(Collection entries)
· · ·

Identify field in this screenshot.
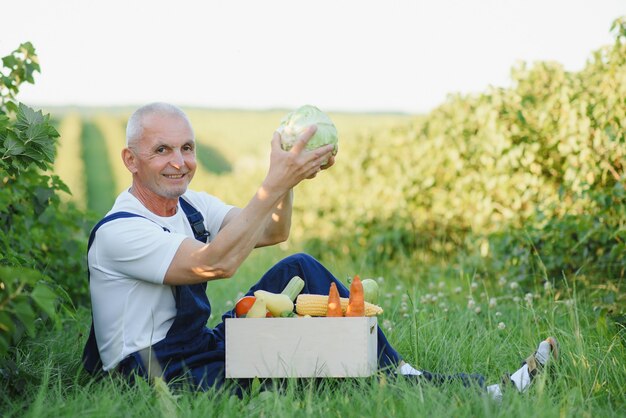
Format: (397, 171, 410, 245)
(2, 23, 626, 417)
(51, 107, 414, 217)
(2, 105, 624, 417)
(3, 245, 625, 417)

· · ·

Your objective:
Exact copy, no pictures: reproduce every record above.

Solved exercise:
Identify field in this screenshot.
Format: (397, 171, 410, 245)
(2, 23, 626, 417)
(51, 107, 414, 217)
(2, 105, 624, 417)
(3, 245, 625, 417)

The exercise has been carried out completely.